Segment Start: DATA FOR THIS EXERCISE
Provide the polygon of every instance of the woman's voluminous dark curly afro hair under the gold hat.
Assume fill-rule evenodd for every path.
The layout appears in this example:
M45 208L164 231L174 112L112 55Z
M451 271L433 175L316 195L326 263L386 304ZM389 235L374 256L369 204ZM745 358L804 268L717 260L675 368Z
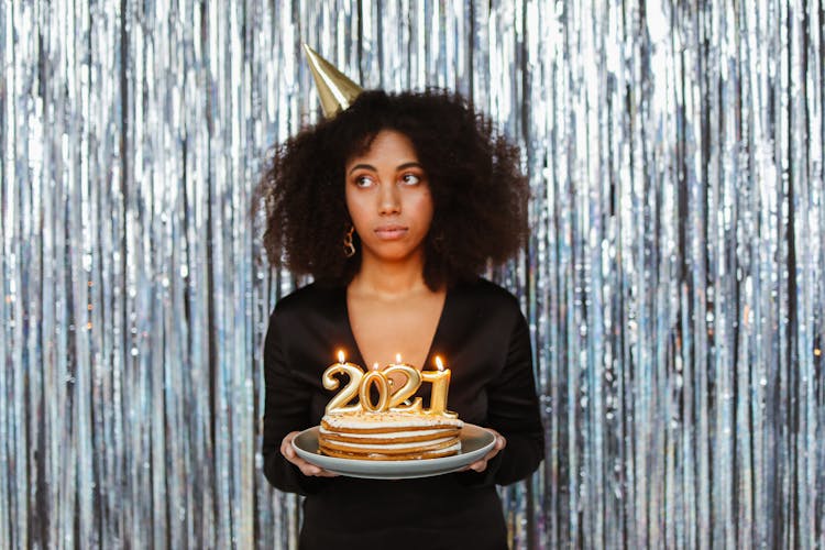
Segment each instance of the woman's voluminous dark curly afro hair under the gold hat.
M382 130L409 138L429 178L435 213L424 276L430 288L472 279L487 262L503 263L518 253L528 231L529 195L518 148L461 96L370 90L268 158L255 205L263 199L264 246L273 264L330 285L344 285L358 273L358 237L352 257L342 244L351 226L344 165Z

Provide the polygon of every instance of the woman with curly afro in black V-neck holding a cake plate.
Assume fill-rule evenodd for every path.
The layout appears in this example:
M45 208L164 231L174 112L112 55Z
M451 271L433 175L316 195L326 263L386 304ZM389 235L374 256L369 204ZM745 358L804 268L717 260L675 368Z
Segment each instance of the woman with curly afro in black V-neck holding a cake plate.
M278 301L264 351L264 473L307 495L300 547L506 548L495 485L536 470L543 437L527 323L479 273L527 232L517 148L460 97L365 91L277 150L258 193L268 257L315 279ZM338 349L364 366L444 358L448 408L488 428L494 449L463 472L400 481L302 461L292 439L319 424Z

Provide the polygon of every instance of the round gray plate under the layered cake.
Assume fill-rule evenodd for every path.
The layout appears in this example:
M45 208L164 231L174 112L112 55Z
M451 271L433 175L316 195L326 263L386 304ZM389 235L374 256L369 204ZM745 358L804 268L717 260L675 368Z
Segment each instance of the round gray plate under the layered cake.
M495 436L472 424L461 428L461 451L442 459L421 460L352 460L326 457L318 453L318 427L309 428L293 439L298 457L330 472L350 477L372 480L403 480L428 477L461 470L484 457L493 448Z

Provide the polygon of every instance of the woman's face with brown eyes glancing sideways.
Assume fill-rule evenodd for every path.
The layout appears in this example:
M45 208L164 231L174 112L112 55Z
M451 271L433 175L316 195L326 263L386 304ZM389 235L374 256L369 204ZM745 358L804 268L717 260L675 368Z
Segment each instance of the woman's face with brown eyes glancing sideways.
M432 222L432 197L409 139L382 130L344 169L346 208L363 257L397 262L421 255Z

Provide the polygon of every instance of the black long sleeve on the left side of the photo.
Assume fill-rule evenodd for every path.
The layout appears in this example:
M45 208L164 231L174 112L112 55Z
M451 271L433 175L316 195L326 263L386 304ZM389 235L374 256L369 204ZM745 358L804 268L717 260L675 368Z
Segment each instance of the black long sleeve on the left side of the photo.
M264 475L276 488L301 495L317 492L327 480L308 477L280 453L280 442L290 431L310 427L311 386L301 382L289 367L287 332L277 308L270 318L264 344Z

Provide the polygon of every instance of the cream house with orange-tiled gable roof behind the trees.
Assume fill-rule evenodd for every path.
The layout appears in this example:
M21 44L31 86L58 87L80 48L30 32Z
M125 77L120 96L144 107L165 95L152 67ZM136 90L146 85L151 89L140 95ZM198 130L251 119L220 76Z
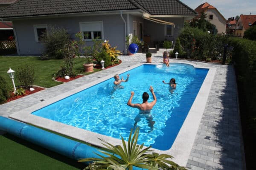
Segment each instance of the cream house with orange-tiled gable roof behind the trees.
M226 32L226 19L221 15L217 8L209 3L203 3L195 8L195 11L198 13L198 17L195 17L195 19L200 18L201 12L203 11L204 14L206 14L205 19L216 26L218 34L224 34Z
Segment End: DATA FOR THIS EXERCISE
EXERCISE OBJECTIVE:
Omit the pictures and set down the records exactly.

RESPONSE TO THE EXERCISE:
Provide the polygon of every instance of the woman's voluminous dark curly afro hair under the gold hat.
Assume fill-rule evenodd for every path.
The layout appears in this example:
M45 208L164 231L174 112L112 55Z
M451 271L433 175L316 195L326 263L386 304ZM389 235L374 256L369 204ZM745 358L804 268L717 260L675 368Z
Segment each instance of the woman's voluminous dark curly afro hair under the gold hat.
M382 130L409 138L429 178L435 213L424 276L430 288L472 279L487 262L503 263L518 253L528 231L529 195L518 148L461 96L370 90L268 158L255 205L263 199L264 246L273 264L330 285L344 285L358 273L358 237L352 257L342 244L351 226L344 165Z

Provide the polygon of every instance of the woman with curly afro in black V-neck holding a cake plate.
Assume fill-rule evenodd for every path.
The layout appears in this example:
M45 208L164 231L174 112L112 55Z
M451 271L433 175L316 195L326 263L386 304ZM389 235L374 256L369 204ZM745 358L804 268L717 260L675 368Z
Segment each instance of the woman with curly afro in black V-neck holding a cake plate.
M278 301L264 351L264 473L307 495L300 547L506 548L495 485L536 470L543 437L527 323L479 273L527 232L517 148L460 97L365 91L277 150L258 193L268 257L315 279ZM338 349L364 366L444 358L448 408L488 428L494 449L463 472L400 481L302 461L292 439L319 424Z

Provide the polygon of every instance of the round gray plate under the layered cake.
Assume fill-rule evenodd for every path.
The layout appears in this example:
M45 208L164 231L174 112L112 55Z
M451 271L433 175L316 195L326 263L386 304ZM389 235L374 256L369 204ZM745 358L804 268L717 260L675 368Z
Segment each instance of the round gray plate under the layered cake.
M495 436L472 424L461 428L461 451L442 459L421 460L352 460L326 457L318 453L318 427L309 428L293 439L298 457L330 472L350 477L372 480L403 480L428 477L461 470L484 457L493 448Z

Provide the polygon of every instance of the woman's face with brown eyes glancing sideways.
Assume fill-rule evenodd for every path.
The layout appears in this example:
M45 208L164 231L174 112L112 55Z
M451 271L433 175L316 195L326 263L386 304ZM389 235L374 256L369 204ZM745 358L804 268L717 260L675 368Z
Segment each instance of the woman's face with brown eyes glancing sideways.
M432 222L432 197L409 139L382 130L344 169L346 208L363 257L397 262L421 255Z

Provide the polygon of every instance of the black long sleeve on the left side of the photo.
Assume fill-rule evenodd for every path.
The layout appears in this example:
M45 208L164 231L174 112L112 55Z
M451 271L433 175L316 195L326 263L386 304ZM389 235L374 256L369 204ZM745 358L804 268L717 260L675 368Z
Segment each instance of the black long sleeve on the left side of the photo.
M264 475L276 488L301 495L317 492L327 480L308 477L280 453L280 442L290 431L310 427L311 386L301 382L289 367L287 332L277 308L270 318L264 344Z

Provide the polygon of every instance of the cream house with orange-tiled gable roof behind the trees.
Assume fill-rule evenodd for every path.
The layout appears in this example:
M21 44L31 86L58 87L80 48L30 32Z
M125 77L120 96L144 107L165 95L152 67ZM136 90L146 85L151 89L140 95ZM198 130L251 119L220 76Z
Segment each instance of the cream house with orange-tiled gable roof behind the trees.
M226 32L226 19L221 15L217 8L209 3L203 3L195 8L195 11L198 13L198 17L195 17L195 19L200 18L201 12L203 11L204 14L206 14L205 19L216 26L218 34L224 34Z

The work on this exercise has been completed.